→ **EXTRACTED INFORMATION**
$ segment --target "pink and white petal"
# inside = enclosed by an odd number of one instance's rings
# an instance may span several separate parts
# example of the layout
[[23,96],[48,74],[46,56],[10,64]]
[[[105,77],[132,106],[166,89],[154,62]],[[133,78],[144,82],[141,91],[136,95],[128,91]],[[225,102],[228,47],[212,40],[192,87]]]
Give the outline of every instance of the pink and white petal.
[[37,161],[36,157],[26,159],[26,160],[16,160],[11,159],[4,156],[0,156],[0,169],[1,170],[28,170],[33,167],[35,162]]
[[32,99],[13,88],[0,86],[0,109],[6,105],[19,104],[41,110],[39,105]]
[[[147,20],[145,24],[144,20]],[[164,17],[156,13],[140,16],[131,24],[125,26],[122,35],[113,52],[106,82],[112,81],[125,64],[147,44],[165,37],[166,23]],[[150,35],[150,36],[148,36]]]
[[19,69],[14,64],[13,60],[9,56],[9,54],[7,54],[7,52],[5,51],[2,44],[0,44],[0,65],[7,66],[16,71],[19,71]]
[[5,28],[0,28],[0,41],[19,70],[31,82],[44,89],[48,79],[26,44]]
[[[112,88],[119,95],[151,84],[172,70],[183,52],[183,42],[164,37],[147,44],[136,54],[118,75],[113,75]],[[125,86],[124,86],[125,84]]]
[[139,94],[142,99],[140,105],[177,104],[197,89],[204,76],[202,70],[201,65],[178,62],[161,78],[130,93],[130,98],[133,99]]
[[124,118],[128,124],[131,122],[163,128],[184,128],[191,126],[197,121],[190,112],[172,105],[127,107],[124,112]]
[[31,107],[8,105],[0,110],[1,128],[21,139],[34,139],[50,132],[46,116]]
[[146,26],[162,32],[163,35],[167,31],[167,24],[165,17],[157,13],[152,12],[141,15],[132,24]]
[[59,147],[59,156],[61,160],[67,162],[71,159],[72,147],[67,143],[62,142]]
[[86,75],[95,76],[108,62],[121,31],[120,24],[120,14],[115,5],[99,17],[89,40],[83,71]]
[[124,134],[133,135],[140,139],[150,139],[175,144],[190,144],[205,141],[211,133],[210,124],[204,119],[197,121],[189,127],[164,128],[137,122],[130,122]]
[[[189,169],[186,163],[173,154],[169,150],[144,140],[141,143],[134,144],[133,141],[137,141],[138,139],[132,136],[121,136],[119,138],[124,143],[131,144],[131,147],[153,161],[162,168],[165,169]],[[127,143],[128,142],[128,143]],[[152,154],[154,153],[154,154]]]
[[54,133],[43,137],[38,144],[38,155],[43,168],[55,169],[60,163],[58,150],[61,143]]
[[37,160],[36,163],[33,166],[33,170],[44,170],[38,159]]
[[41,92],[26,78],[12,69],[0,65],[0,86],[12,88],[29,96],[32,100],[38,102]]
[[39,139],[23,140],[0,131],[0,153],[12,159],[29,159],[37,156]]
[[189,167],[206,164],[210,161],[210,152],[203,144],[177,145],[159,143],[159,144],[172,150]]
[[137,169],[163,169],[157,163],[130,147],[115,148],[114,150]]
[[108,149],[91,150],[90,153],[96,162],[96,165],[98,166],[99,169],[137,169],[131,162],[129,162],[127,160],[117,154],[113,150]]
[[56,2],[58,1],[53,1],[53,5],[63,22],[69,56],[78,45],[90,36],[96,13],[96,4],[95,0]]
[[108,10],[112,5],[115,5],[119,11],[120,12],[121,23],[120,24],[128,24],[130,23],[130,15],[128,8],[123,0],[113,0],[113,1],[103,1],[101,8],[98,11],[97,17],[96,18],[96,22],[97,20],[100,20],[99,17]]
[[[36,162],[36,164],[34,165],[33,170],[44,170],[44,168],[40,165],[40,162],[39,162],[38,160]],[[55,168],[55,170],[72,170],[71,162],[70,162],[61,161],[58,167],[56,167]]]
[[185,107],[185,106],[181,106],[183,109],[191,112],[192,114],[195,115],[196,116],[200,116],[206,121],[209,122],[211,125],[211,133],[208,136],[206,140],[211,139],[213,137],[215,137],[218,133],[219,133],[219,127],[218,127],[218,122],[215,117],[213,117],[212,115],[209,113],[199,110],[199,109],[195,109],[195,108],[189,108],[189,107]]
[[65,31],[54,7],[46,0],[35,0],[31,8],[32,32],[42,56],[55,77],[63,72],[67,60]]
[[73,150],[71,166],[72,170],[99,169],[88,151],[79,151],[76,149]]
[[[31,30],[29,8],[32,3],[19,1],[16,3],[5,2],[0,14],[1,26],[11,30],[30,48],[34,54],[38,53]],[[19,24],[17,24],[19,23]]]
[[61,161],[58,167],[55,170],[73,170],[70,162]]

→ **EXERCISE**
Extract every line of the records above and reproduce each one unchanged, in its original order.

→ **SOLUTION**
$ segment --target "pink and white petal"
# inside = enclosed by an odd number of one instance's rings
# an instance may span several separate parts
# example of the layout
[[23,96],[48,74],[46,56],[10,64]]
[[[105,77],[132,106],[166,89],[154,62]],[[133,78],[144,82],[141,91],[136,95],[128,91]],[[225,102],[228,47],[212,40],[192,87]]]
Give the outline of every instance of the pink and white petal.
[[37,161],[36,157],[26,159],[26,160],[16,160],[11,159],[4,156],[0,156],[0,169],[1,170],[28,170],[33,167],[35,162]]
[[32,99],[13,88],[0,86],[0,109],[6,105],[19,104],[41,110],[39,105]]
[[[147,20],[145,24],[144,20]],[[164,17],[156,13],[140,16],[131,24],[125,26],[122,35],[113,52],[106,82],[112,81],[125,64],[147,44],[165,37],[166,23]],[[150,35],[150,36],[148,36]]]
[[19,69],[14,64],[13,60],[9,56],[9,54],[7,54],[7,52],[5,51],[2,44],[0,44],[0,65],[7,66],[16,71],[19,71]]
[[5,28],[0,28],[0,41],[19,70],[31,82],[44,89],[48,79],[26,44]]
[[[112,88],[119,95],[151,84],[172,70],[183,52],[183,42],[164,37],[147,44],[136,54],[118,75],[113,75]],[[125,86],[124,86],[125,84]]]
[[139,94],[142,99],[140,105],[177,104],[197,89],[204,76],[202,70],[201,65],[178,62],[161,78],[130,93],[130,98],[133,99]]
[[124,118],[128,124],[131,122],[163,128],[184,128],[191,126],[197,121],[190,112],[172,105],[127,107],[124,112]]
[[31,107],[8,105],[0,110],[1,128],[21,139],[34,139],[50,132],[46,116]]
[[146,26],[162,32],[163,35],[167,31],[167,24],[165,17],[157,13],[152,12],[141,15],[132,24]]
[[59,147],[59,156],[61,160],[67,162],[71,159],[72,147],[67,143],[62,142]]
[[86,75],[95,76],[108,62],[121,31],[120,24],[120,14],[115,5],[99,17],[89,40],[83,71]]
[[124,134],[133,135],[140,139],[150,139],[175,144],[190,144],[205,141],[211,133],[210,124],[204,119],[197,121],[189,127],[164,128],[137,122],[130,122]]
[[[189,169],[186,163],[173,154],[169,150],[144,140],[141,143],[134,144],[133,141],[137,141],[138,139],[132,136],[121,136],[119,138],[124,143],[131,144],[131,147],[153,161],[162,168],[165,169]],[[127,143],[128,142],[128,143]],[[152,154],[154,153],[154,154]]]
[[54,133],[43,137],[38,144],[38,155],[43,168],[55,169],[60,163],[58,150],[61,143]]
[[37,160],[36,163],[33,166],[33,170],[44,170],[38,159]]
[[41,92],[26,78],[12,69],[0,65],[0,86],[12,88],[29,96],[32,100],[38,102]]
[[39,139],[23,140],[0,131],[0,153],[12,159],[29,159],[37,156]]
[[189,167],[206,164],[210,161],[210,152],[203,144],[177,145],[159,143],[159,144],[172,150]]
[[137,169],[163,169],[157,163],[130,147],[115,148],[114,150]]
[[108,149],[91,150],[90,153],[96,162],[96,165],[98,166],[99,169],[137,169],[131,162],[129,162],[127,160],[117,154],[113,150]]
[[56,2],[58,1],[53,1],[53,5],[63,22],[69,56],[78,45],[90,36],[96,13],[96,4],[95,0]]
[[108,10],[112,5],[115,5],[119,11],[120,12],[121,23],[120,24],[128,24],[130,23],[130,15],[128,8],[123,0],[113,0],[113,1],[103,1],[101,8],[98,11],[97,17],[96,18],[96,22],[97,20],[100,20],[99,17]]
[[[36,162],[36,164],[34,165],[33,170],[44,170],[44,168],[40,165],[40,162],[39,162],[38,160]],[[55,168],[55,170],[72,170],[71,162],[70,162],[61,161],[58,167],[56,167]]]
[[185,107],[185,106],[181,106],[183,109],[191,112],[192,114],[195,115],[196,116],[200,116],[206,121],[209,122],[211,125],[211,133],[208,136],[206,140],[211,139],[213,137],[215,137],[218,133],[219,133],[219,127],[218,127],[218,122],[215,117],[213,117],[212,115],[209,113],[199,110],[199,109],[195,109],[195,108],[189,108],[189,107]]
[[65,31],[54,7],[46,0],[35,0],[31,8],[32,32],[42,56],[55,77],[63,72],[67,60]]
[[73,150],[71,166],[72,170],[99,169],[88,151],[79,151],[76,149]]
[[[31,30],[29,8],[32,3],[19,1],[16,3],[5,2],[0,14],[1,26],[11,30],[30,48],[34,54],[38,53]],[[19,24],[17,24],[19,23]]]
[[61,161],[58,167],[55,170],[73,170],[70,162]]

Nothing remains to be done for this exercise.